Return a copy of every line in the data below that contains "skin".

____ MATERIAL SUPPLIED

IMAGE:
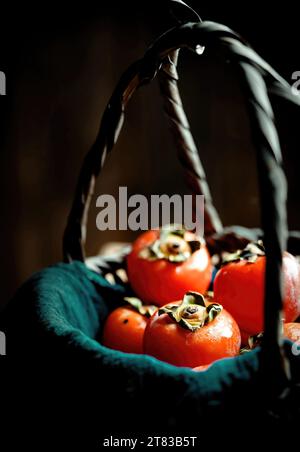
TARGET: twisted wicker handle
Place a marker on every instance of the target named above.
(187, 150)
(257, 78)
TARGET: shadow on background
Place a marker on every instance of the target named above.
(61, 67)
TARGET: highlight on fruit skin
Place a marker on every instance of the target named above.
(239, 287)
(124, 327)
(192, 332)
(164, 264)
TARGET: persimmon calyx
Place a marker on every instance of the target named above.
(250, 253)
(193, 312)
(172, 245)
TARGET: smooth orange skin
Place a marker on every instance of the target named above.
(160, 281)
(124, 330)
(292, 331)
(239, 287)
(168, 341)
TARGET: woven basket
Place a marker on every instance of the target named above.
(66, 305)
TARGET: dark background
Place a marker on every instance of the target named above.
(62, 63)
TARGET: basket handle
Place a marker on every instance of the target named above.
(257, 79)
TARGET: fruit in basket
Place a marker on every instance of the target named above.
(124, 327)
(292, 331)
(239, 287)
(201, 368)
(192, 332)
(164, 264)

________

### WRITTEN ANSWER
TARGET: highlight on fruit skin
TARGET: smooth orange skin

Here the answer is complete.